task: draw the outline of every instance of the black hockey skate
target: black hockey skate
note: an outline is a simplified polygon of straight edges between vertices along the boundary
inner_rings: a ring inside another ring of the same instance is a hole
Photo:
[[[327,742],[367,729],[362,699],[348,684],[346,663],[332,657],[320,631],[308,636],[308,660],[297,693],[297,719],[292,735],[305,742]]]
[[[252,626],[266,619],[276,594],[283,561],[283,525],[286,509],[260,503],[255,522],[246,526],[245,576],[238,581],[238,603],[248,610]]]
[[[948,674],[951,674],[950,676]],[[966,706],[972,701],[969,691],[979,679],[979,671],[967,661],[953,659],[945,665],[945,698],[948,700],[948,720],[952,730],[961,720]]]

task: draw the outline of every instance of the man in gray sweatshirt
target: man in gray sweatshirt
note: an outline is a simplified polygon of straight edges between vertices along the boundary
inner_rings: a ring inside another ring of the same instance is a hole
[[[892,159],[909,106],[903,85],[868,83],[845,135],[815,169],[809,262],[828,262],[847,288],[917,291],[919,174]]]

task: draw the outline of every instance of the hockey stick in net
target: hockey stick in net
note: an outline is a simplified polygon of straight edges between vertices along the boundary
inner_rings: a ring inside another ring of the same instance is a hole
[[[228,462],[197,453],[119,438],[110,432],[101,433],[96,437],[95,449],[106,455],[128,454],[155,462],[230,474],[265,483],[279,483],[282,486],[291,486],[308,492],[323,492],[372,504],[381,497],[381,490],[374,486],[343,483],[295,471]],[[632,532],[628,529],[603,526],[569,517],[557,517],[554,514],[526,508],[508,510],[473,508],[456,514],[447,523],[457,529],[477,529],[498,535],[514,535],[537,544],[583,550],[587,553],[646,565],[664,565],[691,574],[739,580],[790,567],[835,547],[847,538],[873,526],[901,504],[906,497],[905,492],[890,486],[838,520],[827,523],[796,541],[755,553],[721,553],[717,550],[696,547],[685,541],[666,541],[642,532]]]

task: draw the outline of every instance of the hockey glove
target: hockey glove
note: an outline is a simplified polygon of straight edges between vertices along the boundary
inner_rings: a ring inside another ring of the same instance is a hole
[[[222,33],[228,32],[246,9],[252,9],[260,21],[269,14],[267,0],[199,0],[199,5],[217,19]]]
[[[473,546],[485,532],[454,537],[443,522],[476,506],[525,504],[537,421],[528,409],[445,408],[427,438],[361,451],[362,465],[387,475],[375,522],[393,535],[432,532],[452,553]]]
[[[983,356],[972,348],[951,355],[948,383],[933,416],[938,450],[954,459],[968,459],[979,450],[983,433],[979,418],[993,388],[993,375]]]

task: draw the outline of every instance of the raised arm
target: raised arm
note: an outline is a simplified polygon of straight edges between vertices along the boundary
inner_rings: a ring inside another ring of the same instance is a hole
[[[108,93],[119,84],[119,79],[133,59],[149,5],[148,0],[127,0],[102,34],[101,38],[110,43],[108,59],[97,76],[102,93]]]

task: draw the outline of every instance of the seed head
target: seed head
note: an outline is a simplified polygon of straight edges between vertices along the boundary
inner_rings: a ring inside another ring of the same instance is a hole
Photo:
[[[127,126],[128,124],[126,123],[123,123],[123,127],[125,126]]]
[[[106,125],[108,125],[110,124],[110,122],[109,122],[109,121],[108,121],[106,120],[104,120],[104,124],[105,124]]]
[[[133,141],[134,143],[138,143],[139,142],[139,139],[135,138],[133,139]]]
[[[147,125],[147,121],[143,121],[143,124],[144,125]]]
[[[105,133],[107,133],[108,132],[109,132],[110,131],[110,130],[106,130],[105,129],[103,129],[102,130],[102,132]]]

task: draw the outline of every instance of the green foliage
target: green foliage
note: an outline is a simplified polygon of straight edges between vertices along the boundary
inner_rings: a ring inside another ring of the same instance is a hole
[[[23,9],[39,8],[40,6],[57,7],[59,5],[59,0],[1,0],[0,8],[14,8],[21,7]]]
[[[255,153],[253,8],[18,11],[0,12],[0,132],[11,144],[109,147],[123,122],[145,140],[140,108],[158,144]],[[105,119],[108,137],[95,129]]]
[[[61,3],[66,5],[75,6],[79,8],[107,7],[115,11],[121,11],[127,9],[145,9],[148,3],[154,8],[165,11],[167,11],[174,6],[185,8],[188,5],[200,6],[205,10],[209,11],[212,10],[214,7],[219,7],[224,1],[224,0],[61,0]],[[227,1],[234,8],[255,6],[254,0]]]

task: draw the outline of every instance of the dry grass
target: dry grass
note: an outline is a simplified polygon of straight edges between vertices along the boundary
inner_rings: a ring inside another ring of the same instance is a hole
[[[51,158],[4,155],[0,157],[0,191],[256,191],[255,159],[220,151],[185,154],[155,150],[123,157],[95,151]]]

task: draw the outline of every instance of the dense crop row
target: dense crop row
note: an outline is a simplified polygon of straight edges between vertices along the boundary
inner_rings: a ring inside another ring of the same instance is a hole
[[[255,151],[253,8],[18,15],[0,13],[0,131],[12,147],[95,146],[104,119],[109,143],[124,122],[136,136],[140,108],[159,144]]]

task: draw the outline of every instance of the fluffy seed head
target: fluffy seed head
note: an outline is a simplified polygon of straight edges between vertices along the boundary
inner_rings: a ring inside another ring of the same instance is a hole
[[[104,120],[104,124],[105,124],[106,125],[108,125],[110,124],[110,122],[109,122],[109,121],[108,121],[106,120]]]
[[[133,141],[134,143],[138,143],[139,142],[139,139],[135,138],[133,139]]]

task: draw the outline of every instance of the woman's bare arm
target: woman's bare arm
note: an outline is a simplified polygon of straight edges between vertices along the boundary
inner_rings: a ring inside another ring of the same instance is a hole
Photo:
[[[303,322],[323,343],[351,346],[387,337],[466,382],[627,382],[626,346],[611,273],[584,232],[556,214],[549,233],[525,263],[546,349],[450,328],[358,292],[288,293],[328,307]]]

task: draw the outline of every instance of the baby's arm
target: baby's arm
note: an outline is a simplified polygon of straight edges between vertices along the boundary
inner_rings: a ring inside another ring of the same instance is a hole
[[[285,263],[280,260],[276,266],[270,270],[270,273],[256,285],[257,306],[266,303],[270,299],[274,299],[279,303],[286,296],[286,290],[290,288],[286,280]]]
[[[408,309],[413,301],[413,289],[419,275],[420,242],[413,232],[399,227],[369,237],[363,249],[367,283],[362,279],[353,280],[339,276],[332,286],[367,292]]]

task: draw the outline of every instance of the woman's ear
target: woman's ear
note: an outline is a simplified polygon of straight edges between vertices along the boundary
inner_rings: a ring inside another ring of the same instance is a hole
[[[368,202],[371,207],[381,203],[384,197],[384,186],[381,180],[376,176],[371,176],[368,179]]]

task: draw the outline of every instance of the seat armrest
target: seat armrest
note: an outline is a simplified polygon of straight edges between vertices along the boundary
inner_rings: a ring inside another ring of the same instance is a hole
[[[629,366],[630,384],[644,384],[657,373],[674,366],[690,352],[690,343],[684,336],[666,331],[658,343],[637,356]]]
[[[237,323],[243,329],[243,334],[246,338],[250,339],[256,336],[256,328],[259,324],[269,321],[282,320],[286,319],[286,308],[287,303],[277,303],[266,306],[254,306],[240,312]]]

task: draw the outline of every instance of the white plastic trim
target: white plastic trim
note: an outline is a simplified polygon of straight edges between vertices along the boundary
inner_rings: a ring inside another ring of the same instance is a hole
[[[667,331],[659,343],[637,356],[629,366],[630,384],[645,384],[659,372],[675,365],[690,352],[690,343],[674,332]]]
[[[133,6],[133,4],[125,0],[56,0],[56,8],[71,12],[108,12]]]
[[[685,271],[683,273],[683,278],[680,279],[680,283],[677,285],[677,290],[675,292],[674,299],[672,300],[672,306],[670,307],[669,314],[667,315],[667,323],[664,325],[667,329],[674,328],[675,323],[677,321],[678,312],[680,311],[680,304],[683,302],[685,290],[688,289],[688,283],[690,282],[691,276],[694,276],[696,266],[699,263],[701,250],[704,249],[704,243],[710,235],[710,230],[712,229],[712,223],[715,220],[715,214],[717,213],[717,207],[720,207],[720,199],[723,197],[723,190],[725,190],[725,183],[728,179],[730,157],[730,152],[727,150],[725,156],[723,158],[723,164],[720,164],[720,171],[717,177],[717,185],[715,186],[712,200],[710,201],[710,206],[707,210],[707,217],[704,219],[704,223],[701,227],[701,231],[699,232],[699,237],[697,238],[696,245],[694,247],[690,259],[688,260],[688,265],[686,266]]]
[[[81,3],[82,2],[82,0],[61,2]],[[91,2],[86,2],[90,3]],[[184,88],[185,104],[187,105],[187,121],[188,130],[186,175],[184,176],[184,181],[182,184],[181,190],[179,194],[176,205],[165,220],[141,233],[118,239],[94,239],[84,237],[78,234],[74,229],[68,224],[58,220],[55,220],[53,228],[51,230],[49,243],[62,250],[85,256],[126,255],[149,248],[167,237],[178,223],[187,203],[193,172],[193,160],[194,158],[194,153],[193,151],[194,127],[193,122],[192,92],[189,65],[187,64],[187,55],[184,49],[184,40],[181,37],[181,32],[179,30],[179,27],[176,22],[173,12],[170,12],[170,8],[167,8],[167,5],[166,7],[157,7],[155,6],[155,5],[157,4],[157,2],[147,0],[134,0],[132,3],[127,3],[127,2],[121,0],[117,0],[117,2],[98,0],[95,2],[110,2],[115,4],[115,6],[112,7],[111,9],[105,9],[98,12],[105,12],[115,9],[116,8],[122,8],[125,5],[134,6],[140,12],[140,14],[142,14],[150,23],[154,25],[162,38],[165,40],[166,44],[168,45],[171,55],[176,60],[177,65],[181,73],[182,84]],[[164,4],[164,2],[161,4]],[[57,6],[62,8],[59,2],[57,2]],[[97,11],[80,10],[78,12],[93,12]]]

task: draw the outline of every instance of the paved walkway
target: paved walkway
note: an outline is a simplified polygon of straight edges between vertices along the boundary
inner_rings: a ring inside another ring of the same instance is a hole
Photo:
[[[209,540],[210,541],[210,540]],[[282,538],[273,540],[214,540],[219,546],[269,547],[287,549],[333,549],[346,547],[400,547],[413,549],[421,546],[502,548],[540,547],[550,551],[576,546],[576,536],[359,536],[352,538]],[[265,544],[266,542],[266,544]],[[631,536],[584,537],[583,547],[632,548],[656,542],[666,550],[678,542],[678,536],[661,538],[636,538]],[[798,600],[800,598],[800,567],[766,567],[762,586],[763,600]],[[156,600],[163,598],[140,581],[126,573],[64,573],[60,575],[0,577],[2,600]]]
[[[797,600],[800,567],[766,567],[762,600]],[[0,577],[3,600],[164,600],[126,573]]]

□ □ □

(WORK INSTRUCTIONS) Pull out each line of the data above that contains the word "white". Case counts.

(RESULT)
task: draw the outline of every instance of the white plastic trim
target: white plastic trim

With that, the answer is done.